- **YOUR TASK**
Rewrite everything from the start of the rows down to the line containing "box: [286, 631, 445, 926]", substituting "points" for "clicks" and leaving all else unchanged.
### THE INPUT
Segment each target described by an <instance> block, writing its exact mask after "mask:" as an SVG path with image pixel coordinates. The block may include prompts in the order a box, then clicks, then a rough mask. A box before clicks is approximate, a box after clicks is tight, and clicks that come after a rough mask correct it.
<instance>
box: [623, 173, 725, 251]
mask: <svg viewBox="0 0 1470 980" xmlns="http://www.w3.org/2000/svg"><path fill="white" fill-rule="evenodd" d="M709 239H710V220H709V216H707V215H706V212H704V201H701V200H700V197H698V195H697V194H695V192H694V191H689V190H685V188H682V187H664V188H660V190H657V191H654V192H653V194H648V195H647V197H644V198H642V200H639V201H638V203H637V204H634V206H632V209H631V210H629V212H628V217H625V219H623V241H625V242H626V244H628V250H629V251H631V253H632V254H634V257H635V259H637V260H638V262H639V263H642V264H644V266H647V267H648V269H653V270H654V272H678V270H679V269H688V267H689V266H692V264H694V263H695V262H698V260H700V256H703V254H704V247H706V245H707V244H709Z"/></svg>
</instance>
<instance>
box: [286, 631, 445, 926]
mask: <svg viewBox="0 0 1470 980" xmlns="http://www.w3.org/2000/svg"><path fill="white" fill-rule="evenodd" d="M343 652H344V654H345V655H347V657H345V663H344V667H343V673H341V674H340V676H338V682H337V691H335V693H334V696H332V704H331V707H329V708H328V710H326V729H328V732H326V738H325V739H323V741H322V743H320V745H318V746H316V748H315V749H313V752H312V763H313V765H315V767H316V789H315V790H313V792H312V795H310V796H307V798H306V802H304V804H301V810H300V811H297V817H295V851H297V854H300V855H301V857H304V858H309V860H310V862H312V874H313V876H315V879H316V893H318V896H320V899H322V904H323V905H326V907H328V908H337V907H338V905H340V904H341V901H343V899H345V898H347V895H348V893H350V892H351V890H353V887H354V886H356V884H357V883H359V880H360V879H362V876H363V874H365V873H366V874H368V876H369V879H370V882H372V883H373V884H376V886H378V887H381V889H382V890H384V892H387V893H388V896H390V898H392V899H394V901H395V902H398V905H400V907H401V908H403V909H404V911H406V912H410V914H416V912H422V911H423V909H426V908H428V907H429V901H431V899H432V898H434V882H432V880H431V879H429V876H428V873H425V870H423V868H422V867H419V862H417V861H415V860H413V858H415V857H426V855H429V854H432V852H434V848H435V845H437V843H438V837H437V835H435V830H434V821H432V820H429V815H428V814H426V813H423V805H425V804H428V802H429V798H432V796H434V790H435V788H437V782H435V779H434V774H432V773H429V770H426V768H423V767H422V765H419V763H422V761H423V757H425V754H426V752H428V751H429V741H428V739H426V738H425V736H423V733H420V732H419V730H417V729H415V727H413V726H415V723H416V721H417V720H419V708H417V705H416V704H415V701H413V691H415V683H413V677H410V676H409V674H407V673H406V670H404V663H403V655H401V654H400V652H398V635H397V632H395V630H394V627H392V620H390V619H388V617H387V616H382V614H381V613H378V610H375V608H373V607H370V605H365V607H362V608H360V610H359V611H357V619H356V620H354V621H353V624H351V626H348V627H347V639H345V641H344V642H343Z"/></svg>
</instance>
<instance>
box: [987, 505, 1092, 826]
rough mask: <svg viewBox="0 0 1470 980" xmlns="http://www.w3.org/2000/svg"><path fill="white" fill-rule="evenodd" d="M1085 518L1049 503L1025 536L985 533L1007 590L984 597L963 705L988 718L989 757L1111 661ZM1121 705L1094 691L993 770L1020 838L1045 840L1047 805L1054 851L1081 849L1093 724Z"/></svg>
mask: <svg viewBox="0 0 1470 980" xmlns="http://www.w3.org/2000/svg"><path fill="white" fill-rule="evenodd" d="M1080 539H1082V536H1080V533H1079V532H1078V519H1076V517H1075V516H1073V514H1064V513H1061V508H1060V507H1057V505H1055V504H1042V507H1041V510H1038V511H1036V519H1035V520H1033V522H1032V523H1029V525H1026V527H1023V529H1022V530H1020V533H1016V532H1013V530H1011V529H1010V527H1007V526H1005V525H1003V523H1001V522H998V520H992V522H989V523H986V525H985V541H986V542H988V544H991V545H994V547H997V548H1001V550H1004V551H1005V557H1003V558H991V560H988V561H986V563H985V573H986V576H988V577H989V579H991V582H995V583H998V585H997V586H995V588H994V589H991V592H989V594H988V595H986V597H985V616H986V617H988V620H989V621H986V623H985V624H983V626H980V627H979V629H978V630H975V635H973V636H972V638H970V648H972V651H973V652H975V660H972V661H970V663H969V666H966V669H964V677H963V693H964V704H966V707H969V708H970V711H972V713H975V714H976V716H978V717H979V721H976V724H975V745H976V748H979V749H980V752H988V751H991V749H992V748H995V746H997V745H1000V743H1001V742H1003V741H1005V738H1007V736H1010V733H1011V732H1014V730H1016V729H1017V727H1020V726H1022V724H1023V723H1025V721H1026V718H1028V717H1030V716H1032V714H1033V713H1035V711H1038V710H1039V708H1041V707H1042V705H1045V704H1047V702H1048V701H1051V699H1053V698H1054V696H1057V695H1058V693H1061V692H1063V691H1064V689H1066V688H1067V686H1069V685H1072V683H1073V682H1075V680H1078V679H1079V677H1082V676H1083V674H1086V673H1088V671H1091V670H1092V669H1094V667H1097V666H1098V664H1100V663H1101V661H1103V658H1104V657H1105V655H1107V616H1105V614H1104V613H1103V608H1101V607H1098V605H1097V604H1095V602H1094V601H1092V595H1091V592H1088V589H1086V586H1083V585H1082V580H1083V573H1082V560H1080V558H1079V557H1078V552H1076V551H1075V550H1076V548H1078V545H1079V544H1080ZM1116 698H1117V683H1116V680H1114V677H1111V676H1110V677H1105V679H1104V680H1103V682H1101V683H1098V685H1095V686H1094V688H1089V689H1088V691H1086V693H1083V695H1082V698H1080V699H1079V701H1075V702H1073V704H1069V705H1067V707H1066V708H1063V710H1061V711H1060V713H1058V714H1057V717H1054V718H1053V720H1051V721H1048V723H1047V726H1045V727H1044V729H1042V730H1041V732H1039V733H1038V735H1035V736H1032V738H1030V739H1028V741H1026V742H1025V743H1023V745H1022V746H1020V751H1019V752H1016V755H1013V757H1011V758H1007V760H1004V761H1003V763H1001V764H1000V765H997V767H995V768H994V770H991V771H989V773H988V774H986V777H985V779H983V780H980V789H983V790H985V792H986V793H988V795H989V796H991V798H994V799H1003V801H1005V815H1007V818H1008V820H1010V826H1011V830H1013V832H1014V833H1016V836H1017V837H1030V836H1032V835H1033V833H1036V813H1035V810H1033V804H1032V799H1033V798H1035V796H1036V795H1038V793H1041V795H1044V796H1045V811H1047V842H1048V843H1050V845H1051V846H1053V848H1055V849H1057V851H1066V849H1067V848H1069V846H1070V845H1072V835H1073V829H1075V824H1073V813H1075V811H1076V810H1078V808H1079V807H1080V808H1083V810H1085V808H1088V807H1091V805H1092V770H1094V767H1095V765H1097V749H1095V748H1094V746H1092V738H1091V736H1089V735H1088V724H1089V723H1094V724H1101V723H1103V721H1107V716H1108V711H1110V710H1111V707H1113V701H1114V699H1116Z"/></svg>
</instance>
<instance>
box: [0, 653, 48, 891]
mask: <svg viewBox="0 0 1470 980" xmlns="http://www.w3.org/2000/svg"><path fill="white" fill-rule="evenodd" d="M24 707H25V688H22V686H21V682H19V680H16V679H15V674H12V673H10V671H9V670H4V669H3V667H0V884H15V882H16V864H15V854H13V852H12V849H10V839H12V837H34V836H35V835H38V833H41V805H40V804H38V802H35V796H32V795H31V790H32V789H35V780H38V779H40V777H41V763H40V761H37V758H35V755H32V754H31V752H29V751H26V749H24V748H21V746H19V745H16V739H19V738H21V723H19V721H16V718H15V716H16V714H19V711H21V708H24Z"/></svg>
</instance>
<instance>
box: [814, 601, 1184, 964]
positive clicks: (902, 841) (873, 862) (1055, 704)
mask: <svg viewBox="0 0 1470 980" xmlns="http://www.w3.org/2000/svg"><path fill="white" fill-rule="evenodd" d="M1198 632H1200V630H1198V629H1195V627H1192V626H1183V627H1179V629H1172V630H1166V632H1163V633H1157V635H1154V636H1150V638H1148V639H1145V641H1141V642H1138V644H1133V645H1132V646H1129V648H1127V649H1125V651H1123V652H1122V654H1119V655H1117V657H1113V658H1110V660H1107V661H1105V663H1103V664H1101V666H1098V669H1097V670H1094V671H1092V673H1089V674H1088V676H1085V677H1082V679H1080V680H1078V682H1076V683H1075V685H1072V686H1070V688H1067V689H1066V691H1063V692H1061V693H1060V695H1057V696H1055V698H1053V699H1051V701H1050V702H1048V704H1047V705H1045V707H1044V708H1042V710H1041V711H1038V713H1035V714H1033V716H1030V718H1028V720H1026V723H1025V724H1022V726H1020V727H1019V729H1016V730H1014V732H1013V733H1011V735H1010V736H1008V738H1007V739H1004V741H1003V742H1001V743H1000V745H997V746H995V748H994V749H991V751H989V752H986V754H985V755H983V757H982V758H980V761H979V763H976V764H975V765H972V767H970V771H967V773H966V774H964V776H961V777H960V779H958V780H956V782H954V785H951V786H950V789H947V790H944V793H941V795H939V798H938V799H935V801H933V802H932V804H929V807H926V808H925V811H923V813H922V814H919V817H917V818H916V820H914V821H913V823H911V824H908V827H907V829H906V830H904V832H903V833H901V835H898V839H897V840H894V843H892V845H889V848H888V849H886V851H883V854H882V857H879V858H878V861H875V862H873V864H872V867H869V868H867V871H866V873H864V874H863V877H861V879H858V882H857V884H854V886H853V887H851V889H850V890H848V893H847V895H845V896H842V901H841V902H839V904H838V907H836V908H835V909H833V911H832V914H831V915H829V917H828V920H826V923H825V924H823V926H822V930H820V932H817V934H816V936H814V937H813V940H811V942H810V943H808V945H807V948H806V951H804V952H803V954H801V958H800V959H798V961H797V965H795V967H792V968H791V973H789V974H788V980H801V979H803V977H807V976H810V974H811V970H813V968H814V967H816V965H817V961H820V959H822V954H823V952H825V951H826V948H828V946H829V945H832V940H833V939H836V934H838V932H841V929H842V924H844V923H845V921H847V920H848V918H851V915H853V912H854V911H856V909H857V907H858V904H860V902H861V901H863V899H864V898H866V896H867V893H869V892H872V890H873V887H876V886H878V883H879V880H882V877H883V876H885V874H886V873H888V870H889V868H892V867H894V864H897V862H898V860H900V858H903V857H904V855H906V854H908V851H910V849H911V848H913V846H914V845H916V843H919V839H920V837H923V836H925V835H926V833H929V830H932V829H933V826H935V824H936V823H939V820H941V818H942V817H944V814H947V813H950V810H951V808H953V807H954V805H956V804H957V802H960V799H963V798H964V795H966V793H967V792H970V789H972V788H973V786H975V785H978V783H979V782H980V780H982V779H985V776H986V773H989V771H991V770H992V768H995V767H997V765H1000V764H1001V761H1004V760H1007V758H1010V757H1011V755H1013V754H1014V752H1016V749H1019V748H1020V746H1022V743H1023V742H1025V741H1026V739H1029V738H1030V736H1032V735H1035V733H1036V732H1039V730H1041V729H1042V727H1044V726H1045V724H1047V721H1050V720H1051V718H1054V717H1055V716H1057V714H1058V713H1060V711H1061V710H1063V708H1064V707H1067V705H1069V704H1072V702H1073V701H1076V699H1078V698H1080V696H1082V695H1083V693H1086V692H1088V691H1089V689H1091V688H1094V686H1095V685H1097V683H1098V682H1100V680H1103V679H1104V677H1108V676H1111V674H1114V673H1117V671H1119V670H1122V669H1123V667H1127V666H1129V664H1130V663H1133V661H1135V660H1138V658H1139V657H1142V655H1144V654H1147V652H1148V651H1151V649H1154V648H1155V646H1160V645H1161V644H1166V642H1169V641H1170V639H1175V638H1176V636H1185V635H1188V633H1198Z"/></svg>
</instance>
######
- **RESPONSE TO THE TASK**
Segment each target described by an <instance> block, writing its exact mask after "mask:" as an SVG path with image pixel coordinates. The block may include prompts in the order a box, then points, then a rough mask. A box before points is approximate, a box after points is tight, and points that come after a rough mask correct it.
<instance>
box: [623, 173, 725, 251]
mask: <svg viewBox="0 0 1470 980" xmlns="http://www.w3.org/2000/svg"><path fill="white" fill-rule="evenodd" d="M709 239H710V220H709V216H707V215H706V212H704V201H701V200H700V197H698V195H697V194H695V192H694V191H689V190H685V188H682V187H664V188H660V190H657V191H654V192H653V194H648V195H647V197H644V198H642V200H639V201H638V203H637V204H634V206H632V209H631V210H629V212H628V217H625V219H623V241H625V242H626V244H628V250H629V251H631V253H632V254H634V257H635V259H637V260H638V262H639V263H642V264H644V266H647V267H648V269H653V270H654V272H678V270H679V269H688V267H689V266H692V264H694V263H695V262H698V260H700V256H703V254H704V247H706V245H707V244H709Z"/></svg>
</instance>
<instance>
box: [286, 631, 445, 926]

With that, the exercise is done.